● TASK GOAL: Each of the following records is to be printed verbatim.
*** SUPPLIED DATA Section Begins ***
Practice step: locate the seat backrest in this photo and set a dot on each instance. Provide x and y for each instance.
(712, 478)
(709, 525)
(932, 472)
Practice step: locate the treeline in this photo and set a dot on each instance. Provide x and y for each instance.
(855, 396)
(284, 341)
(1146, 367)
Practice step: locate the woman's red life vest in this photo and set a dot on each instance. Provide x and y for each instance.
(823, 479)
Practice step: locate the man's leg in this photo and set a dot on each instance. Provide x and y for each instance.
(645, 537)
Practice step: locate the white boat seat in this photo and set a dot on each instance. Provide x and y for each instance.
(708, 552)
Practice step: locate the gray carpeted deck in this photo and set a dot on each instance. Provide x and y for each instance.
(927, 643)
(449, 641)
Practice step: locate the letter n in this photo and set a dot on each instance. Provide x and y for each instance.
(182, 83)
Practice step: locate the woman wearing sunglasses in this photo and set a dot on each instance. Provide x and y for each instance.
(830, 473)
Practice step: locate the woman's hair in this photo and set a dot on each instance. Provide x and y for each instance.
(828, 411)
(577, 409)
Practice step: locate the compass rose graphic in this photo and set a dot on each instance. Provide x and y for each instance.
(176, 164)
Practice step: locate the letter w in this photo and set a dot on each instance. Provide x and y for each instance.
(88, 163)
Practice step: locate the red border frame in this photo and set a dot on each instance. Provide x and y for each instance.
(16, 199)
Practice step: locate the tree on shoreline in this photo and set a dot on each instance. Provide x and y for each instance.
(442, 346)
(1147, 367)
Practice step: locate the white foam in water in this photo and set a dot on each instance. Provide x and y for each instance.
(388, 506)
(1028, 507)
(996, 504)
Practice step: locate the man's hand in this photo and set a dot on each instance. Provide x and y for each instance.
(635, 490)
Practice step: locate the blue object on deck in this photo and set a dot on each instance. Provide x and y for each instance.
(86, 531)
*** SUPPLIED DATA Section Ends ***
● RESULT OF THIS TASK:
Practice step: locate the seat backrest in this photo and set a dot on each instance. Provide x and y for each instance.
(712, 478)
(709, 525)
(932, 472)
Practice step: locate the treeline in this photo and set a dot on each instance. Provide x and y for each instance.
(855, 396)
(284, 341)
(1146, 367)
Practice step: locate the woman's red life vest in this photo and set a dot on each instance. Provide x and y for each instance.
(823, 479)
Practice step: locate the man's leg in this photo and set a dot on each instance. Provide x and y for each instance.
(645, 537)
Practice step: locate the white boat seat in this photo and set a dot on each instance. Provide x and y for each instance.
(708, 552)
Practice step: locate the gray carpeted deck in this photo and set a dot on each instance. Provide x and y for each instance.
(927, 643)
(449, 641)
Practice step: locate the letter n in this photo and set a dot on each instance. Provide x and y for each instance.
(182, 83)
Practice step: locate the woman wearing sunglasses in this photo and set a dot on each instance. Provide x and y for each instance.
(830, 473)
Practice step: locate the woman's hair in this photo and set a dot on each instance. Provide x and y for each instance.
(828, 411)
(577, 409)
Practice step: locate the compass rose graphic in this photo and set a dot on each instance. Provide x and y for each instance.
(176, 164)
Practice step: locate the letter w in this photo and set a dot on each instance. Provide x and y for each instance.
(88, 163)
Practice step: locate the red border frame in this photo and set a dot on each instance. Provide x and y for each instance.
(16, 199)
Practice step: locate the tree on shoreline in this photo and set a dot on each instance. Provide x and y for each instance.
(442, 346)
(1147, 367)
Practice step: locate the white foam in water in this photo and set a dot on each instance. Provide x and y for each instance.
(388, 506)
(1028, 507)
(996, 504)
Practice step: locate the man's hand in this photo and set a dot on each instance. Provide x and y for each instance.
(635, 490)
Practice step: locate the blue object on deck in this photo and set a dot on each instance. Provide x and y for each instance.
(86, 531)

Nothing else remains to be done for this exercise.